Em 1977, o então secretário de estado da saúde, Dr. Paulo Mendo, através do DL nº 129/77 e do decreto regulamentar nº 30/77, estabeleceu a gestão democrática e participada nos hospitais com a eleição do representante dos médicos e dos enfermeiros nos respetivos conselhos de administração.

É também com o Dr, Paulo Mendo, uns anos mais tarde de novo secretário de estado da saúde, que foi negociado o primeiro diploma das carreiras médicas aprovado pelo DL nº 310/82.

Em 1988, era ministra da saúde a Drª Leonor Beleza e primeiro-ministro o Dr Cavaco Silva que se iniciam as cruzadas contra a classe médica e as tentativas de diabolização dos médicos junto da sociedade.

No ano anterior foi aplicada a legislação que eliminou o vínculo às carreiras médicas por parte dos médicos internos que concluíam com aproveitamento o internato da especialidade.

_Dados extraídos_.
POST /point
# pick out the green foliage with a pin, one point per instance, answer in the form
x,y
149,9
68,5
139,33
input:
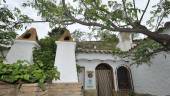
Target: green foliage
x,y
9,23
44,57
23,72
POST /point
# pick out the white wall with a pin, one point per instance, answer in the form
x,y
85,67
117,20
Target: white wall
x,y
153,79
65,62
91,60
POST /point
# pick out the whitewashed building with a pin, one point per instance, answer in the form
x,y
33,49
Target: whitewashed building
x,y
101,72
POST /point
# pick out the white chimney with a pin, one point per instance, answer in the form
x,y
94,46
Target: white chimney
x,y
125,41
65,60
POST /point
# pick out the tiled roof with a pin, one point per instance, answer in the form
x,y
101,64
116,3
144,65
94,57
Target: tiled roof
x,y
95,47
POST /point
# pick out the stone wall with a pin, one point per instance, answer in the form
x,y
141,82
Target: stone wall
x,y
60,89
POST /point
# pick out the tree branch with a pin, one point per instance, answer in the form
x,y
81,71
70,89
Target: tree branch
x,y
125,11
144,11
158,24
134,6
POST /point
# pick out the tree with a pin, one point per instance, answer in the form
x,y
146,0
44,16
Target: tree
x,y
9,23
116,16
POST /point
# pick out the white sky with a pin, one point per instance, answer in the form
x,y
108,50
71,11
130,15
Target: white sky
x,y
43,28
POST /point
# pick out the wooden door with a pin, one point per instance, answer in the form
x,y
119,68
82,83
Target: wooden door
x,y
104,80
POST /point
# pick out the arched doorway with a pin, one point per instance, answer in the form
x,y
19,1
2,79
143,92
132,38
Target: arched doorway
x,y
104,80
124,80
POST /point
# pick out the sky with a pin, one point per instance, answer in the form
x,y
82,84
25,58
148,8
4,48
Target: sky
x,y
43,28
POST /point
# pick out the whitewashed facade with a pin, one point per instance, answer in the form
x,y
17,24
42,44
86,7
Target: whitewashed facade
x,y
151,79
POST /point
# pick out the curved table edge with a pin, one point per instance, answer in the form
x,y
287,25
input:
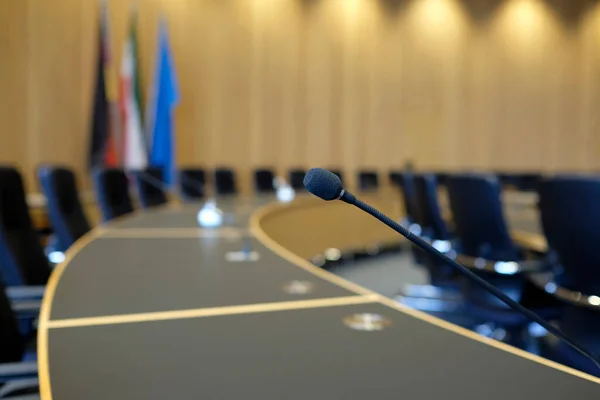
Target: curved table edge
x,y
271,244
46,306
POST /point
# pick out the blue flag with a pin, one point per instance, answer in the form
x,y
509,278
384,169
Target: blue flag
x,y
165,98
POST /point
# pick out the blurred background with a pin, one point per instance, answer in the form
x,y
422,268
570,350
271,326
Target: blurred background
x,y
449,84
474,123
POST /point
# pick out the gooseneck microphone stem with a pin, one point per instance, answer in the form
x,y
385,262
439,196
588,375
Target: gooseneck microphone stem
x,y
422,244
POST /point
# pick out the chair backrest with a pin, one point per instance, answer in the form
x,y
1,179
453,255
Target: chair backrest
x,y
570,214
22,258
395,178
406,182
12,344
225,182
427,213
263,180
478,217
150,186
296,177
112,192
192,183
368,180
64,207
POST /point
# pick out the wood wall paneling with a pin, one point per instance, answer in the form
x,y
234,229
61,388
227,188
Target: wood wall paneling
x,y
452,84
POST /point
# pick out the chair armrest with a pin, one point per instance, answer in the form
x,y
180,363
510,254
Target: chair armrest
x,y
17,371
25,292
25,389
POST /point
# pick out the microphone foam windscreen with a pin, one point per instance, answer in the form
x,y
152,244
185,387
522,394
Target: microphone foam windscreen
x,y
323,184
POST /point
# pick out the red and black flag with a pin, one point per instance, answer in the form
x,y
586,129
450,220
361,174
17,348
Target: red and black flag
x,y
102,144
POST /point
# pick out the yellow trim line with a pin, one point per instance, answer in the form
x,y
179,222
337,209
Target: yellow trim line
x,y
210,312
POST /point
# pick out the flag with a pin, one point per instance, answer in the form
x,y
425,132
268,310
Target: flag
x,y
135,153
102,144
160,112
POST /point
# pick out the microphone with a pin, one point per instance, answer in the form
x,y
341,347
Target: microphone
x,y
328,186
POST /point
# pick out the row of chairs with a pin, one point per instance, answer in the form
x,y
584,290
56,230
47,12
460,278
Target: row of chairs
x,y
563,284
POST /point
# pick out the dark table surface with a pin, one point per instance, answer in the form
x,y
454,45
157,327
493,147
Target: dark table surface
x,y
152,308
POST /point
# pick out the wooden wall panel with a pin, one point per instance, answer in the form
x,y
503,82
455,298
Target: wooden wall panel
x,y
449,84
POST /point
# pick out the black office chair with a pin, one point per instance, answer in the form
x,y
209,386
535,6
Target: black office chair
x,y
64,207
18,365
192,183
296,177
112,193
395,178
427,210
150,187
368,180
484,238
442,178
570,214
225,182
22,258
433,227
263,180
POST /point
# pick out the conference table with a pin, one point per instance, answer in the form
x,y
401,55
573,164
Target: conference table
x,y
154,306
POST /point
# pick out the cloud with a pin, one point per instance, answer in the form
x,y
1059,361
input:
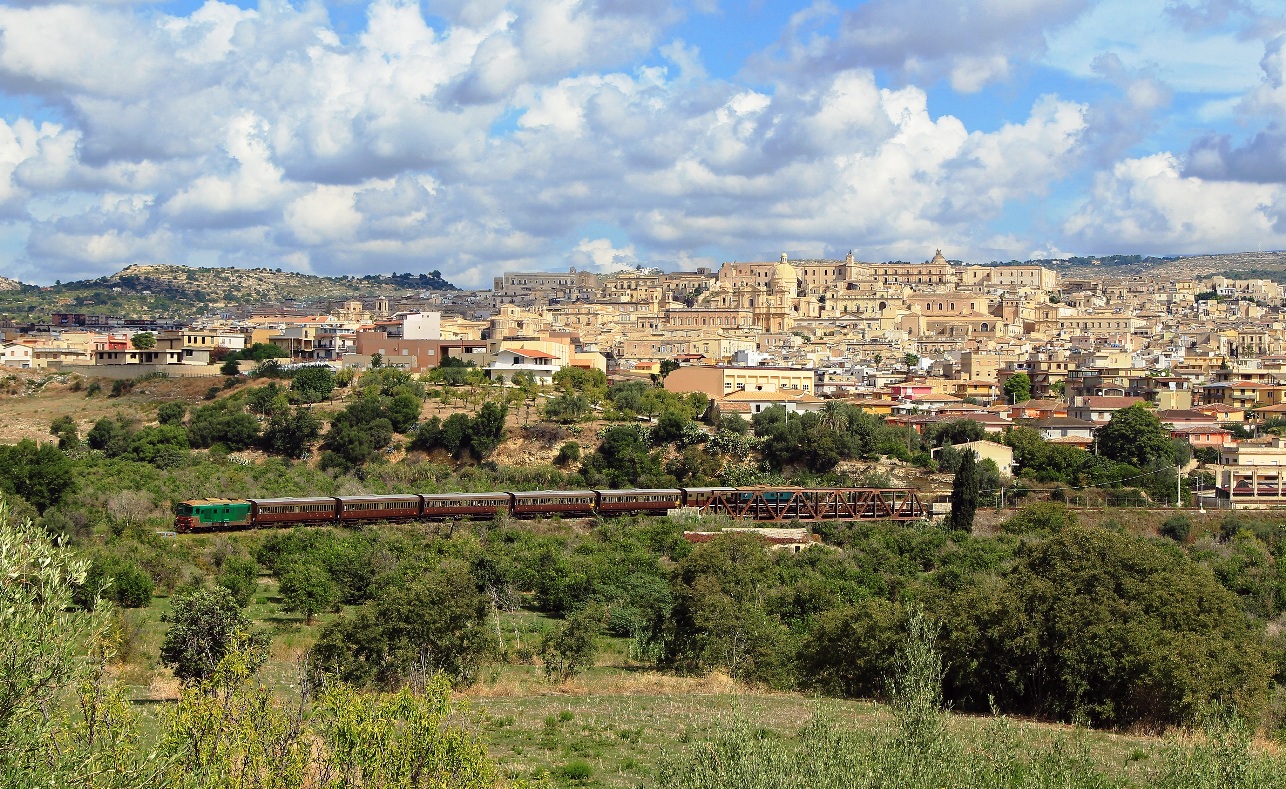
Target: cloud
x,y
599,255
517,134
970,44
1149,206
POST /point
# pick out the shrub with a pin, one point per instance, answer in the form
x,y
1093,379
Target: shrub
x,y
1042,517
1177,527
567,452
575,770
571,648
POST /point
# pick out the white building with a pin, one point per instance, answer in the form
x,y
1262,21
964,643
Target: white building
x,y
14,355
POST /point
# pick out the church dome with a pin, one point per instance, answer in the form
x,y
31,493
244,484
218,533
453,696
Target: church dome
x,y
783,273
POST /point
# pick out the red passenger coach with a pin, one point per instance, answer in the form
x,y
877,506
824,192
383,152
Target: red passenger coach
x,y
378,508
659,500
466,505
283,512
547,503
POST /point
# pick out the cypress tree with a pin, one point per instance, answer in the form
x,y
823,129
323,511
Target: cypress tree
x,y
965,494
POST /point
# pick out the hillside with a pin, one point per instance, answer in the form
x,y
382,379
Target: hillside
x,y
1237,265
183,292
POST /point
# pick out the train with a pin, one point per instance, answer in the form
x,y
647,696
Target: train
x,y
750,503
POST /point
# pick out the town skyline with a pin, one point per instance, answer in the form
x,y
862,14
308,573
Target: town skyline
x,y
479,138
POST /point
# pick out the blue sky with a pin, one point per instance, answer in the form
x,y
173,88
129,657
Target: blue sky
x,y
475,136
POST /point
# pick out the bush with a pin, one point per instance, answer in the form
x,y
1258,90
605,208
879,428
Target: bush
x,y
1177,527
567,452
571,648
131,587
1043,517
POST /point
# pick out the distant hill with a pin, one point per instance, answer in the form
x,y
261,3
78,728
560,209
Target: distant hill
x,y
1235,265
184,292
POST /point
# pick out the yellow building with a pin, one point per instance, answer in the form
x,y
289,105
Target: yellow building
x,y
716,381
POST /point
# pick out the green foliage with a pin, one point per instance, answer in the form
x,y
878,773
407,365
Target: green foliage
x,y
567,454
306,589
1107,629
269,400
965,494
66,431
1177,527
131,587
570,649
461,434
223,423
1044,517
205,625
1017,387
567,407
59,724
313,383
358,432
623,458
233,733
293,433
957,431
421,621
40,473
165,446
589,383
171,413
261,351
720,620
239,576
1136,436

_Tarefas pedidas_.
**a.** Reproduza tal e qual o trecho do texto sobre as carreiras médicas que vai de "Em 1977, o então" até "DL nº 310/82.".
**b.** Dê seguimento ao texto sobre as carreiras médicas, começando logo depois da última frase.
Os itens são material à parte e não pertencem ao texto sobre as carreiras médicas.

_Respostas dadas_.
**a.**
Em 1977, o então secretário de estado da saúde, Dr. Paulo Mendo, através do DL nº 129/77 e do decreto regulamentar nº 30/77, estabeleceu a gestão democrática e participada nos hospitais com a eleição do representante dos médicos e dos enfermeiros nos respetivos conselhos de administração.

É também com o Dr, Paulo Mendo, uns anos mais tarde de novo secretário de estado da saúde, que foi negociado o primeiro diploma das carreiras médicas aprovado pelo DL nº 310/82.

**b.**
A publicação de uma nova legislação sobre a gestão hospitalar eliminou a gestão democrática e participada e em seu lugar foi introduzido o princípio do comissariado político nas nomeações dos cargos das administrações.

Em seguida foi desencadeada uma violenta campanha política por parte do governo, visando destruir as carreiras médicas.

Nesta altura, a classe médica ergueu-se na enérgica defesa dos seus interesses profissionais e desencadeou diversas assembleias e plenários de norte a sul do país.

Por várias vezes, centenas de médicos, sobretudo os mais novos, vestidos com as suas batas, ocuparam as galerias da Assembleia da República em momentos onde se discutiram problemas relativos aos seus interesses e à saúde.

As greves culminaram sempre amplas mobilizações regionais, reuniões plenárias nas várias unidades de saúde, bem como um trabalho dinâmico de entendimento e convergência entre as organizações sindicais e entre estas e a Ordem dos Médicos.

Durante meses desenvolveu-se um processo negocial intenso com o governo que, fruto da unidade e firmeza demostradas pela classe médica, acabou por ceder nas suas posições iniciais e possibilitar um acordo com as duas organizações sindicais médicas.

A partir daí, outra grande cruzada foi contra a coesão e o sentimento de corpo profissional dos médicos, apostando na fragmentação da toda a hierarquia técnico-científica da nossa profissão.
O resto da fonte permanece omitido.